DIRECTION: All records below must be retyped exactly.

Coordinate labeling data:
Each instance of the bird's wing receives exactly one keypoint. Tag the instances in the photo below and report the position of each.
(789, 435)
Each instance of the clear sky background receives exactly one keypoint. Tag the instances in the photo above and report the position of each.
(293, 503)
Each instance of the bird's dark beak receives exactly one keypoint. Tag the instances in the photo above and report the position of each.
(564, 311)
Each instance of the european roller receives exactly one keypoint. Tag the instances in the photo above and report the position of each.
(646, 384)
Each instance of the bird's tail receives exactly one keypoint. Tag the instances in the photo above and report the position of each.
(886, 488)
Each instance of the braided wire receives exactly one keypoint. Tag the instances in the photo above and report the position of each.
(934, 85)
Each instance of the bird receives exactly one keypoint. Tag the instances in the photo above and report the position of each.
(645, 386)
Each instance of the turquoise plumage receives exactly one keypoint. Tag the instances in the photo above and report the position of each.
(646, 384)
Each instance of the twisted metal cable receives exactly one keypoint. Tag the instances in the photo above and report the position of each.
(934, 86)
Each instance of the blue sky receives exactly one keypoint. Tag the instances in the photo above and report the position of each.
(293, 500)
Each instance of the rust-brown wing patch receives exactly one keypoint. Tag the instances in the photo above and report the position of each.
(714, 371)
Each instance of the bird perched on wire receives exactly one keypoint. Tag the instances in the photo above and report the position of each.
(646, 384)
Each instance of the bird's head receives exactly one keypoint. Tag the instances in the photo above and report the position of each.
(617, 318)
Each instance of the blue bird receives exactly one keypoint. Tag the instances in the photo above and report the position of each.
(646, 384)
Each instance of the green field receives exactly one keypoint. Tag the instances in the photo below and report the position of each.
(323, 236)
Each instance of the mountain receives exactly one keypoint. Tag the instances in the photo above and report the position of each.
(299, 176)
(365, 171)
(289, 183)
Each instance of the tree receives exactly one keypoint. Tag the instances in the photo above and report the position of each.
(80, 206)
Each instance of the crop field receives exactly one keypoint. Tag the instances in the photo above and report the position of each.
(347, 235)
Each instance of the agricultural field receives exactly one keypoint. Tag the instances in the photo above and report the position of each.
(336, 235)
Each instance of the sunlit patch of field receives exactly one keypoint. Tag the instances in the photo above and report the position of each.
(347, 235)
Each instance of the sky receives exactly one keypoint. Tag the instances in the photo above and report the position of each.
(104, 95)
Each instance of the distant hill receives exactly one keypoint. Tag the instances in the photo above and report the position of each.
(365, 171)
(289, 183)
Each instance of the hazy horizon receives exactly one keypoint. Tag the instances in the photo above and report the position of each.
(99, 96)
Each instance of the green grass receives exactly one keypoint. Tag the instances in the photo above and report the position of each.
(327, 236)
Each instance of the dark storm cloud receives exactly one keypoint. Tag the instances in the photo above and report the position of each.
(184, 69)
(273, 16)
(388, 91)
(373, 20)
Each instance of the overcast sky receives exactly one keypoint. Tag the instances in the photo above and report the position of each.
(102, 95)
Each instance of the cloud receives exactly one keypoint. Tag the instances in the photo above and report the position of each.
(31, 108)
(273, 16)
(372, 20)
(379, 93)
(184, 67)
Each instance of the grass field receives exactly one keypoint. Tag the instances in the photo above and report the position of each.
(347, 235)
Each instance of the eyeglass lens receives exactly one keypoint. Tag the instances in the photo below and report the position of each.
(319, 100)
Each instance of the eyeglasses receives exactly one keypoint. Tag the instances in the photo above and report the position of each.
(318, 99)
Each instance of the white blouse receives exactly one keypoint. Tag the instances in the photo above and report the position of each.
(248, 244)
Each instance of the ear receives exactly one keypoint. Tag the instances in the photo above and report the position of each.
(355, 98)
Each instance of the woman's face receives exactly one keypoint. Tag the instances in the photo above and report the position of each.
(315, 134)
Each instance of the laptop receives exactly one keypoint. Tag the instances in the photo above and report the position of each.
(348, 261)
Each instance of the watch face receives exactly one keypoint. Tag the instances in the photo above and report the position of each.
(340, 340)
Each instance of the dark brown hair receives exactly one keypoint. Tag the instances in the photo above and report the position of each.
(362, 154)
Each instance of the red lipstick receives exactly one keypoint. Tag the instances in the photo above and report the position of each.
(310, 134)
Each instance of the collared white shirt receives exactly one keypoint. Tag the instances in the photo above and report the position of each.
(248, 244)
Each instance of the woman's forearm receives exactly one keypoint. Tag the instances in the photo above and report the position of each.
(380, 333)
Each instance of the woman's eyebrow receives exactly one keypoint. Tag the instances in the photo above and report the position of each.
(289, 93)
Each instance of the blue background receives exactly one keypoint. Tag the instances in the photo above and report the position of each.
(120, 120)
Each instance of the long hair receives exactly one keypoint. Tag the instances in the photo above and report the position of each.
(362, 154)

TASK RESPONSE:
Each instance of the bird's wing receives exactly one keypoint. Tag the instances in the photo below and report the position of each.
(789, 435)
Each instance of the clear sky background receives exactly one keypoint. Tag the instances in the photo above and report the position of each.
(293, 503)
Each instance of the bird's dark beak receives exactly one keypoint. Tag the instances in the photo above and report the position of each.
(564, 311)
Each instance of the european roller receives exactly one keypoint. Tag the instances in the photo above and report the position of each.
(646, 384)
Each instance of the bird's tail receives exactly one keypoint. Tag the instances in the photo above and report the position of each.
(886, 488)
Each instance of the braided wire receives exactly one keypoint. Tag the instances in the photo above and report the position of each.
(934, 85)
Each instance of the bird receives exactly one keypoint. Tag the instances in the photo above and report the position of each.
(645, 386)
Each instance of the turquoise plumage receives exactly one keypoint. Tag the instances in the photo above and report the position of each.
(646, 384)
Each instance of the twisted metal cable receives exactly one keypoint. Tag the instances in the photo above and report the position of each.
(934, 86)
Each instance of the blue sky receives exactly one keypoint. Tag the instances in the photo above and report the position of each.
(293, 500)
Each instance of the rust-brown wing patch receives exactly one keypoint. Tag the instances in the photo above and report the position of each.
(714, 371)
Each instance of the bird perched on wire receives exactly one keypoint. Tag the instances in the photo above and report the position of each.
(646, 384)
Each instance of the bird's head receives exactly one keypoint. Tag the instances in the photo above and report the position of each.
(617, 318)
Each instance of the blue bird receives exactly one keypoint. Tag the instances in the photo above and report the position of each.
(646, 384)
Each instance of the green field receives exactly one keypoint. Tag the instances in the photo below and report the position of each.
(323, 236)
Each instance of the mountain receives exactly one keypoint. Tag the instances in the photo above and report the position of each.
(299, 176)
(365, 171)
(289, 183)
Each instance of the tree receives exactly one keypoint. Tag the instances in the photo above and report the position of each.
(80, 206)
Each instance of the crop field receives exactly one keypoint. Tag the instances in the photo above and report the position of each.
(347, 235)
Each instance of the agricultural field receives exactly one keypoint. Tag the instances in the photo above and report the position of each.
(336, 235)
Each instance of the sunlit patch of field receives exactly one keypoint. Tag the instances in the photo above and report the position of each.
(347, 235)
Each instance of the sky receives exactly one keypoint. Tag the instances in the photo above and report the position of each.
(104, 95)
Each instance of the distant hill receives exactly one keypoint. Tag the instances in the photo above and report the position of each.
(365, 171)
(289, 183)
Each instance of the hazy horizon receives exactly one keypoint. Tag the instances in the photo above and report the position of each.
(99, 96)
Each instance of the green grass receives exactly one keypoint. Tag the instances in the photo above and report the position of each.
(327, 236)
Each instance of the dark storm cloud receives exactly one keypoint. Tag the instances in the photo above and report the position of each.
(184, 69)
(273, 16)
(388, 91)
(373, 20)
Each instance of the overcast sky receives exactly one keypoint. Tag the instances in the photo above and report the position of each.
(102, 95)
Each instance of the cloud receives exactly one keypoint. Tag the instances in the photo above and report the position of each.
(31, 108)
(273, 16)
(372, 20)
(379, 93)
(184, 67)
Each instance of the grass field receives exactly one keypoint. Tag the instances in the photo above and report the position of each.
(347, 235)
Each instance of the eyeglass lens receives exactly one keypoint. Tag the instances in the photo below and report the position of each.
(319, 100)
Each instance of the eyeglasses receives exactly one keypoint. Tag the instances in the photo above and report the position of each.
(318, 99)
Each instance of the white blouse receives exactly one keypoint. Tag the instances in the photo above and report the position of each.
(248, 244)
Each instance of the ear receives exactly one keypoint. Tag the instances in the photo above and report the position of each.
(355, 98)
Each instance of the woman's face receives exactly one keypoint. Tag the instances in the photo above and report the position of each.
(315, 134)
Each instance of the laptop receives exactly one keypoint. Tag the instances in the photo above and report the position of each.
(348, 261)
Each instance of the watch face receives exactly one keypoint. Tag the instances in the photo above and report the position of each.
(340, 340)
Each instance of the dark brown hair receives exactly one keypoint. Tag the instances in the photo above and report the position of each.
(362, 154)
Each instance of the red lipstick receives exactly one keypoint. Tag the instances in the photo above and report the position of each.
(310, 134)
Each instance of the collared white shirt receives exactly one keypoint. Tag the instances in the photo above and report the position of each.
(248, 244)
Each instance of the woman's forearm receives exactly one keypoint. Tag the instances in the photo above and report the position of each.
(380, 333)
Each instance of the woman's eyebrow receives exactly one keypoint. Tag the instances in the photo above and report the position of each.
(289, 93)
Each instance of the blue background receives exactly one keypoint. Tag the instances in the photo above and report the position of each.
(120, 120)
Each instance of the long hair receives exactly one keypoint. Tag the instances in the photo above and report the position of each.
(362, 154)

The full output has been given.